Collection entries:
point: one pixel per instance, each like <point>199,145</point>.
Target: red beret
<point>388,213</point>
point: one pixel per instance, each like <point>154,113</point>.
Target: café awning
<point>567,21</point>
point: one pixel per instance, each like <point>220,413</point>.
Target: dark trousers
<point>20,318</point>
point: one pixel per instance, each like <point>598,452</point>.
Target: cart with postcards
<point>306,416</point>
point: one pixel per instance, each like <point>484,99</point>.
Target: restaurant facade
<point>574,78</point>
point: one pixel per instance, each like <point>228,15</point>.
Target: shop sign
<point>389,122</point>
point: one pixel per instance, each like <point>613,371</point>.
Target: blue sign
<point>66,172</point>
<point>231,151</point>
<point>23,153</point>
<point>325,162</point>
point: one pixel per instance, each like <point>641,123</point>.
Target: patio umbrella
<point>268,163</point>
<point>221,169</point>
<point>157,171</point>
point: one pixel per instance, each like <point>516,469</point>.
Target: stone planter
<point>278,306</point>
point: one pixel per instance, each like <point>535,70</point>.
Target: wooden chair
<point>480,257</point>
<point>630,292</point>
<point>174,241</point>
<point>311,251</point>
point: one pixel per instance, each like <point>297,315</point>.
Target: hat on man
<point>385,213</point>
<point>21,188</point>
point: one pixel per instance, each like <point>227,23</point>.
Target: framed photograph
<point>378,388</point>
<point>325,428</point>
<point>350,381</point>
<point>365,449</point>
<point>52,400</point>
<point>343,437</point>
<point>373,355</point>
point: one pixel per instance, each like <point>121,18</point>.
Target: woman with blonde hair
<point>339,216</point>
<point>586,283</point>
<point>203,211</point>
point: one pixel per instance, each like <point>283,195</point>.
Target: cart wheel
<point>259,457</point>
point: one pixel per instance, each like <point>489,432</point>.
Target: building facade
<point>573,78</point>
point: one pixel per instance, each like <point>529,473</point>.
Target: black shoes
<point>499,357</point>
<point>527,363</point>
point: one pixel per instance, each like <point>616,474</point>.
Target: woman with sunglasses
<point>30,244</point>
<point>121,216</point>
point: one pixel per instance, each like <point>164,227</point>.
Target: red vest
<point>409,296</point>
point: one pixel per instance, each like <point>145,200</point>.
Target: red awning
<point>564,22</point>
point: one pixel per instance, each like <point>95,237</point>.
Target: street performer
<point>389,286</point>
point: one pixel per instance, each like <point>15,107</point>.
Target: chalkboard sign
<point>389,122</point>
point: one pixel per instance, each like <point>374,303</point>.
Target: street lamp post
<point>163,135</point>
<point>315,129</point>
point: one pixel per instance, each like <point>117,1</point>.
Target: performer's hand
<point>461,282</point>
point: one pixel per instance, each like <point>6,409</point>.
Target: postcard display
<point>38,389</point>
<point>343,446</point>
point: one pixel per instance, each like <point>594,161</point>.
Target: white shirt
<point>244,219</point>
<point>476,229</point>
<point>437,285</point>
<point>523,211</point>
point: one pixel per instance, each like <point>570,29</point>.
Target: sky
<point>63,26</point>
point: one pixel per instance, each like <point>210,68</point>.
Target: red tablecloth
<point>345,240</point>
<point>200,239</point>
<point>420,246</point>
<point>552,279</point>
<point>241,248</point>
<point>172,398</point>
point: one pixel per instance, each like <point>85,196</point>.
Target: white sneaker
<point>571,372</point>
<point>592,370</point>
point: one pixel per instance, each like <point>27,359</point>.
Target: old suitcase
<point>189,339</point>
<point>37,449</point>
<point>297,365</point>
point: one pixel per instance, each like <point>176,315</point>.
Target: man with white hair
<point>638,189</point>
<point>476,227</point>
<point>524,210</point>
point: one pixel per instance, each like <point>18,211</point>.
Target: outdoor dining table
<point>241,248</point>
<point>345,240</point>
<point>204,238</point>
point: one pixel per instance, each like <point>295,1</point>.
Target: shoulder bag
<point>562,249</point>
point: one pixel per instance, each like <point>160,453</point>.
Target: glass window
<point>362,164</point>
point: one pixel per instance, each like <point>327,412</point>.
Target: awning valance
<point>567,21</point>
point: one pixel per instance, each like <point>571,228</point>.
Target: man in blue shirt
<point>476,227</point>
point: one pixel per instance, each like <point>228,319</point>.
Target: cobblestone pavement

◆ **Exercise directions**
Reproduce each line, exactly as it appears, from the one that contains "point: one pixel per instance, each like <point>295,1</point>." through the last line of the records. Add no other lines.

◆ **Output**
point: one pixel per instance, each like <point>295,1</point>.
Target: shoulder bag
<point>562,249</point>
point: one pixel per instance, each like <point>160,453</point>.
Target: glass window
<point>362,164</point>
point: one pixel per instance, each like <point>327,412</point>.
Target: awning valance
<point>567,21</point>
point: one pixel per instance, each like <point>571,228</point>.
Target: man in blue shirt
<point>476,227</point>
point: one pixel per instance, each like <point>228,319</point>.
Target: cobblestone pavement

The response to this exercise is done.